> DATASET ENTRIES
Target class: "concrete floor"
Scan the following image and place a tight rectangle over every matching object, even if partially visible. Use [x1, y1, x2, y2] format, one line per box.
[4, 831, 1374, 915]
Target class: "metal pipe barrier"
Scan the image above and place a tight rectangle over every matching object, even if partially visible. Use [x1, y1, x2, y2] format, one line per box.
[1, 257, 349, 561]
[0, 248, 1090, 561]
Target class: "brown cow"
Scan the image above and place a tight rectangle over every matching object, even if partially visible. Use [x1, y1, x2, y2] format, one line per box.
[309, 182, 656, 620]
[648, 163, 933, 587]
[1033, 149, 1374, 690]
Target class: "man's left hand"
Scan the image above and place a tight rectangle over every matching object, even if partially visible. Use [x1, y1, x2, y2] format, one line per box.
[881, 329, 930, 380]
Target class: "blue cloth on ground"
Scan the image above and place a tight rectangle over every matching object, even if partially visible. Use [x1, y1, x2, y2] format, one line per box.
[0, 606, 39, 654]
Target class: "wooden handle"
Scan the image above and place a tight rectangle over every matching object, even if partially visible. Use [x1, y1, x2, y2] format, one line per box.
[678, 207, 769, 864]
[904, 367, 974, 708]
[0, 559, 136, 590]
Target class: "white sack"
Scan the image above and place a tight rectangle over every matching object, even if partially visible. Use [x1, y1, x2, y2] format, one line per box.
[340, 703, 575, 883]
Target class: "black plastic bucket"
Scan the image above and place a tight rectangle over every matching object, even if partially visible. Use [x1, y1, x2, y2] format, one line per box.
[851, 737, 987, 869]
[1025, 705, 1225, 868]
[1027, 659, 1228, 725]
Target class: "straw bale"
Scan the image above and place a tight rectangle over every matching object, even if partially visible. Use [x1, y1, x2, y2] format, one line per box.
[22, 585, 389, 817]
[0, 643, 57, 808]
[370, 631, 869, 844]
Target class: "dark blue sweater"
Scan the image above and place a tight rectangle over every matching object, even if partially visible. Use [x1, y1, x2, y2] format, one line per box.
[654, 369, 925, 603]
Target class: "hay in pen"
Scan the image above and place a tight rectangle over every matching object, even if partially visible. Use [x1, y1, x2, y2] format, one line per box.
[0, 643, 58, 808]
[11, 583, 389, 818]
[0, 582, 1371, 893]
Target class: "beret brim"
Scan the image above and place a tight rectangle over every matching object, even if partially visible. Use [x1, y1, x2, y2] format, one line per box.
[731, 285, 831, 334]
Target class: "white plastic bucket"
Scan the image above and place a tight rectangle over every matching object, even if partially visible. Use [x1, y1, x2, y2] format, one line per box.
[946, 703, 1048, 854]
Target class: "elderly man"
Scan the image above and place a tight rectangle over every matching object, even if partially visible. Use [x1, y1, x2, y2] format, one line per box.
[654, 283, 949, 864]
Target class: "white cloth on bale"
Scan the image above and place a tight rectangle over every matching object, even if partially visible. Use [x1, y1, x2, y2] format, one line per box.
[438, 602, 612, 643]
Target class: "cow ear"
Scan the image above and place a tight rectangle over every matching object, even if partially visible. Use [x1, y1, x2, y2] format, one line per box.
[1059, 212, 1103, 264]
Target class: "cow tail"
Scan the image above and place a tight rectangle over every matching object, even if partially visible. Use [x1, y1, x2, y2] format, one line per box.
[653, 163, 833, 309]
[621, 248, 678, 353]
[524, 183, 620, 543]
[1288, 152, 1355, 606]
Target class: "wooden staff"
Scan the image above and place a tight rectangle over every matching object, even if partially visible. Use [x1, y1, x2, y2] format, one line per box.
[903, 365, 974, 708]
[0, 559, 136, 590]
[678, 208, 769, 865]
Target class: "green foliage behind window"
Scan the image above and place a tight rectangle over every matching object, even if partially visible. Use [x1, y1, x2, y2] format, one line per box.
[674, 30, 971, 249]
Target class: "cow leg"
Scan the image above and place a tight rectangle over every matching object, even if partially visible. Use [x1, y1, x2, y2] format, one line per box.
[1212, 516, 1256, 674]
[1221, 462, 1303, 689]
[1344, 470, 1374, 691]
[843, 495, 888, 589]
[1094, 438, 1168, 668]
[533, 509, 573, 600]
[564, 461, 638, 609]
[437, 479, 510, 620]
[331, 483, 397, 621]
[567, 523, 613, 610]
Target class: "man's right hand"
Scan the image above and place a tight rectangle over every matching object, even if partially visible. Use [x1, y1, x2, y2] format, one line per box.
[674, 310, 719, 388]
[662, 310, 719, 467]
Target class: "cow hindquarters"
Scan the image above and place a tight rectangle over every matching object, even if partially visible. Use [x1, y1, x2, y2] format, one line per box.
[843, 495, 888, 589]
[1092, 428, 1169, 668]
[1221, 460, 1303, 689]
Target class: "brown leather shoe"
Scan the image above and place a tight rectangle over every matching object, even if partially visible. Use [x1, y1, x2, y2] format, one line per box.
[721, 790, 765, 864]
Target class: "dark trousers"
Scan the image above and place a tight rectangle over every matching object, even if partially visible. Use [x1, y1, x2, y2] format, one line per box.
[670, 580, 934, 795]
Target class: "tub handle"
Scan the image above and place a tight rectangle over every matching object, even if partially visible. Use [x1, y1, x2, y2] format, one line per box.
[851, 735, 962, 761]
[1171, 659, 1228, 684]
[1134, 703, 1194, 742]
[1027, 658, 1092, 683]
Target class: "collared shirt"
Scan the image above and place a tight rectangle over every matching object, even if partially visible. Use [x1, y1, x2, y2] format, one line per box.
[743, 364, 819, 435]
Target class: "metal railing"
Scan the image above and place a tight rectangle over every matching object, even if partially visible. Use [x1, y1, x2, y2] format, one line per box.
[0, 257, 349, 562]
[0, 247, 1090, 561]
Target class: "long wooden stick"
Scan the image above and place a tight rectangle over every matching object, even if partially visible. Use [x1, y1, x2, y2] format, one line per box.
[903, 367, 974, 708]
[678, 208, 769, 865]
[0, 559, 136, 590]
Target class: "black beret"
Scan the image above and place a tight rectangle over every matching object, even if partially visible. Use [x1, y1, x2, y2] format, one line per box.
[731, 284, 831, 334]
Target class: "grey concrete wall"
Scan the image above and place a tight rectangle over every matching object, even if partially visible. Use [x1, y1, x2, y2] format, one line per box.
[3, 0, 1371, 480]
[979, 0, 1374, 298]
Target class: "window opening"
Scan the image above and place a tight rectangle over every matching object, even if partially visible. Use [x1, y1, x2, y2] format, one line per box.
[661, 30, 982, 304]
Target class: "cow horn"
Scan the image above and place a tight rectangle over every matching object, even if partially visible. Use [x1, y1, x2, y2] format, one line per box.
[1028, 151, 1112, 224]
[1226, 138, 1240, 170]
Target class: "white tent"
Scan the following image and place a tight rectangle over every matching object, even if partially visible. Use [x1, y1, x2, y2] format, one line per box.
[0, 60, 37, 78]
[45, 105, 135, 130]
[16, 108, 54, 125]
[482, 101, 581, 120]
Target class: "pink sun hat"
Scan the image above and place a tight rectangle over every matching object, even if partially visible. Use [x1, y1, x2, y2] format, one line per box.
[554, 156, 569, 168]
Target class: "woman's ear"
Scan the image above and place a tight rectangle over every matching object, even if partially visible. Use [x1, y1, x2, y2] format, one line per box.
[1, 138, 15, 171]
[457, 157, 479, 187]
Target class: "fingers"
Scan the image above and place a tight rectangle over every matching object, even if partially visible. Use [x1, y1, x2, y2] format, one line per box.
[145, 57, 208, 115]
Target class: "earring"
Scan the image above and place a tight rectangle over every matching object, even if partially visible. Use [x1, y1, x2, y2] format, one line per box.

> WORK TASK
Nothing in the data may differ; print all of it exactly as written.

> FINISHED TASK
Target class: "concrete floor"
Scan the following image and place a tight rectangle over every matching object, even if partially visible. Use [x1, y1, x2, y2] format, one line per box.
[4, 831, 1374, 915]
Target class: "metal pipe barrier"
Scan the image above and place a tight rectangle over every matching object, even if partially visible. Use [x1, y1, x2, y2] format, one line per box.
[1, 257, 349, 561]
[0, 248, 1090, 561]
Target class: "brown cow"
Scan the image above and place a tight rectangle over every matching object, even if partially visible. Use [x1, y1, x2, y2] format, one line per box.
[309, 182, 656, 620]
[648, 163, 933, 587]
[1033, 149, 1374, 690]
Target class: "man's left hand"
Scan the image above and place a tight rectangle over every matching object, even if partially visible. Use [x1, y1, x2, y2] format, one line per box.
[881, 329, 930, 380]
Target class: "blue cloth on ground"
Scan the image above and place a tight rectangle over every matching object, even if partially visible. Use [x1, y1, x2, y2] format, one line per box.
[0, 606, 39, 654]
Target class: "wooden handle"
Scan the image above and place a tight rectangle over every matching object, even if partially visible. Use [x1, y1, x2, y2] format, one line per box.
[678, 207, 769, 864]
[904, 367, 974, 708]
[0, 559, 136, 590]
Target class: "white sack"
Scan the image above and place a tight rectangle over every matching object, even if partially visible. Use [x1, y1, x2, y2] format, one line per box.
[340, 703, 575, 883]
Target class: "black plastic bucket"
Scan the image above and place a tight rectangle over every matching object, even if partially visible. Use [x1, y1, x2, y2] format, one line per box.
[851, 737, 987, 869]
[1025, 705, 1225, 868]
[1027, 659, 1228, 725]
Target class: "straw bale"
Scan the image above and place a tight rectangle over every matching object, even if partially visible. Use [x1, y1, x2, y2] format, one line per box.
[22, 585, 389, 817]
[0, 643, 57, 808]
[370, 631, 869, 844]
Target class: "dark blue sweater"
Scan the image above and place a tight rectangle over every matching object, even if partially visible. Use [x1, y1, x2, y2] format, one line per box.
[654, 369, 925, 603]
Target class: "hay in pen"
Scan the image above and place a tight rectangle over every matching object, even if partially visible. Use [x1, y1, x2, y2] format, one line per box.
[0, 643, 58, 808]
[11, 583, 389, 818]
[0, 582, 1371, 893]
Target class: "beret brim"
Scan the image above and place a tight rectangle over every matching object, even if partially visible. Use [x1, y1, x2, y2] format, one line per box.
[731, 285, 831, 334]
Target class: "white plastic bucket"
Scan the image above and place a tight rectangle over every matching object, even if partially visible. Use [x1, y1, x2, y2] format, one line per box.
[946, 703, 1048, 854]
Target class: "elderly man"
Scan the image above and place a tight rectangle over every matching object, even if partially visible. Use [x1, y1, x2, y2] format, one line per box.
[654, 283, 949, 864]
Target class: "white cloth on bale"
Scan the image above and place a tight rectangle over every matching object, even if partially visible. Use [x1, y1, x2, y2] format, one line per box.
[438, 602, 612, 643]
Target class: "cow ear"
Scan the image above and place a tight rectangle over every matching object, even if partially visible. Use [x1, y1, x2, y2] format, one line per box.
[1059, 212, 1103, 264]
Target class: "cow tail"
Scan the image above and place a tight rectangle over every matching object, even if partially visible. Use [x1, y1, x2, y2] format, one line per box.
[653, 163, 833, 309]
[621, 248, 678, 353]
[524, 183, 620, 543]
[1288, 152, 1355, 606]
Target class: "wooden staff"
Scan the image above and place a tight rectangle over every matching object, even if partially visible. Use [x1, y1, x2, y2] format, one line per box.
[903, 365, 974, 708]
[0, 559, 136, 590]
[678, 208, 769, 865]
Target class: "green foliage behind window"
Scan the image above and place a tight rectangle over every matching object, even if partially visible. Use [x1, y1, x2, y2] format, one line per box.
[674, 30, 971, 249]
Target class: "cow leg"
Scan the image above and place a tight rectangle over every matching object, even if partially visible. Use [x1, y1, x2, y2] format, one line per box.
[1212, 516, 1256, 674]
[1221, 462, 1303, 689]
[1344, 470, 1374, 691]
[843, 495, 888, 589]
[1094, 438, 1168, 668]
[533, 509, 573, 600]
[564, 461, 638, 609]
[437, 479, 510, 620]
[331, 483, 397, 621]
[567, 523, 613, 610]
Target class: "man's right hand"
Scan the image above and place a tight rectangle over every matching object, even if partially visible. Use [x1, y1, x2, y2] format, one line per box.
[674, 310, 719, 388]
[662, 310, 719, 467]
Target class: "cow hindquarters"
Scan the image above and place a tight rectangle over every matching object, even if partially visible. Use [x1, y1, x2, y2] format, one line per box.
[843, 495, 888, 589]
[1092, 428, 1169, 668]
[1221, 460, 1303, 689]
Target class: "brown leather shoe"
Scan the image above and place a tight rectangle over every matching object, even if partially visible. Use [x1, y1, x2, y2] format, one line per box.
[721, 790, 765, 864]
Target class: "dark trousers"
Scan the image above and place a tight rectangle over every matching object, even if partially visible. Use [x1, y1, x2, y2] format, one line per box.
[670, 580, 934, 795]
Target class: "tub handle"
Scan the image above and place a tight rectangle over every matching object, even if partially visible. Use [x1, y1, x2, y2] format, one line per box.
[851, 735, 962, 761]
[1171, 659, 1228, 684]
[1134, 703, 1194, 742]
[1027, 658, 1092, 683]
Target class: "collared shirt"
Scan the image above and place a tight rectangle over every matching object, even if partially visible. Use [x1, y1, x2, y2] format, one line per box.
[743, 364, 819, 435]
Target class: "metal railing"
Scan the image above and place a tight rectangle over every matching object, even if partially visible. Use [x1, y1, x2, y2] format, one line per box.
[0, 257, 349, 562]
[0, 247, 1090, 561]
Target class: "long wooden stick"
Scan the image above and place a tight rectangle over every matching object, even if partially visible. Use [x1, y1, x2, y2] format, one line per box.
[903, 367, 974, 708]
[678, 208, 769, 865]
[0, 559, 136, 590]
Target class: "black beret"
Scan the image above and place a tight rectangle over every matching object, even if partially visible. Use [x1, y1, x2, y2] format, one line per box.
[731, 284, 831, 334]
Target class: "grey concrete wall"
Scan the image above and place a tight rectangle over every matching object, even if partially visible. Use [x1, y1, x2, y2] format, one line per box.
[3, 0, 1371, 480]
[979, 0, 1374, 298]
Target class: "window opening"
Scan the image above and place a tight rectangle over every matching object, even if partially visible. Use [x1, y1, x2, y2] format, one line per box.
[661, 30, 982, 304]
Target class: "cow horn"
Scan the image above and place a tight rectangle over every matching object, even if partially visible. Use [x1, y1, x2, y2] format, one line per box.
[1028, 151, 1112, 224]
[1226, 138, 1240, 170]
Target class: "white tent"
Scan the following image and place a tight rectangle over every matching object, even if partially visible. Use [x1, y1, x2, y2] format, one line per box.
[0, 60, 37, 78]
[45, 105, 135, 130]
[16, 108, 54, 125]
[482, 101, 581, 120]
Target class: "pink sun hat"
Scan the image above and place a tight rectangle over every matching object, even if partially visible. Use [x1, y1, x2, y2] format, one line per box.
[554, 156, 569, 168]
Target class: "woman's ear"
Scan the image above and place a tight rectangle over every matching object, even if partially visible. Use [x1, y1, x2, y2] format, one line per box.
[1, 138, 15, 171]
[457, 157, 479, 187]
Target class: "fingers"
Scan the image above and place a tight rectangle over every matching object, even if partially visible. Use [x1, y1, x2, y2] format, one line per box.
[145, 57, 208, 115]
Target class: "earring"
Scan the image above and place a tight rectangle over every matching object, even if partially visible. Use [x1, y1, x2, y2] format, one line per box.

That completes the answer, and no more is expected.